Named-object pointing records
** START **

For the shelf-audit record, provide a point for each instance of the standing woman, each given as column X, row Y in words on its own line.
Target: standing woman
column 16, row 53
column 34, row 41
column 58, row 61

** END **

**Given request:**
Rewrite the records, replacing every "standing woman" with "upright figure" and keeping everything else the same.

**The output:**
For the shelf-audit record, provide a point for each instance of the upright figure, each given as column X, row Y in words on its own line.
Target: upright figure
column 16, row 53
column 34, row 41
column 58, row 61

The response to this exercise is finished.